▶ _TASK DIRECTIONS_
According to the project abstract below, why does transformational adaptation hold that incremental change is now insufficient? Answer in one to three sentences.

▶ _SOURCE EXTRACT_
Speculative Nature Writing: Feeling for the Future

Lead Research Organisation: University of East Anglia
Department Name: Literature, Drama and Creative Writing

Abstract

The last ten years have seen a shift in environmental discourse from a focus on 'mitigation of the effects of climate change' to the idea of 'transformational adaptation' (Feola 2014). Responding to a failure to curb emissions and meet targets, transformational adaptation argues that incremental change is now insufficient (Lonsdale et al., 2015). A deeper and more holistic change has become both necessary as a societal strategy and/or inevitable as a reaction to scarcity of resources and overreliance on unsustainable practices. What this transformation will look like, we are only beginning to understand. Breaking with present structures of behaviour on such a grand scale should be both a feat of radical imagination and ambitious implementation. This project aims to work with this radical imagination - utopian, dystopian or, more likely, both tangled together, 'ustopian' as Margaret Atwood has it (Atwood 2011). It will look at ways in which literary writing concerned with the environment can help its readers to confront both the need for, and the inevitability of, radical change in our relationship with landscape, wildlife and climate.

Outline records:
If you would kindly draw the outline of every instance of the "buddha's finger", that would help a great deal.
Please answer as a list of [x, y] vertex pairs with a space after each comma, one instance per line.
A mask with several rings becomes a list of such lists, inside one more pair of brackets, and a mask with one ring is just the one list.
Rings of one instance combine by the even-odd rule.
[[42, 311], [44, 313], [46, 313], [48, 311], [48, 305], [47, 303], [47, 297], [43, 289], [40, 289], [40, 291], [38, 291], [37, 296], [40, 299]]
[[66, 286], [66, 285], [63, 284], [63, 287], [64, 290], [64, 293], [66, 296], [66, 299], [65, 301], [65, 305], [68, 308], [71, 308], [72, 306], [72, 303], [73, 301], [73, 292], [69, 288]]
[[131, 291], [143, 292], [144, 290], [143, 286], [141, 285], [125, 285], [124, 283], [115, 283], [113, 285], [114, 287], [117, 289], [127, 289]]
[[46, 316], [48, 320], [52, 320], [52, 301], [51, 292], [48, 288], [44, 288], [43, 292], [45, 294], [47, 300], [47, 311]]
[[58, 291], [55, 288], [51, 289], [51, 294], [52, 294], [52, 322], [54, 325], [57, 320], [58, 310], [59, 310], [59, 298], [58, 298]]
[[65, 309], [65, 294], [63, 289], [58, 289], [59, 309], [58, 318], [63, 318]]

▶ _SOLUTION TO THE EXERCISE_
Transformational adaptation arose in response to the failure to curb emissions and meet targets. Because of that failure, it argues that incremental change is no longer enough.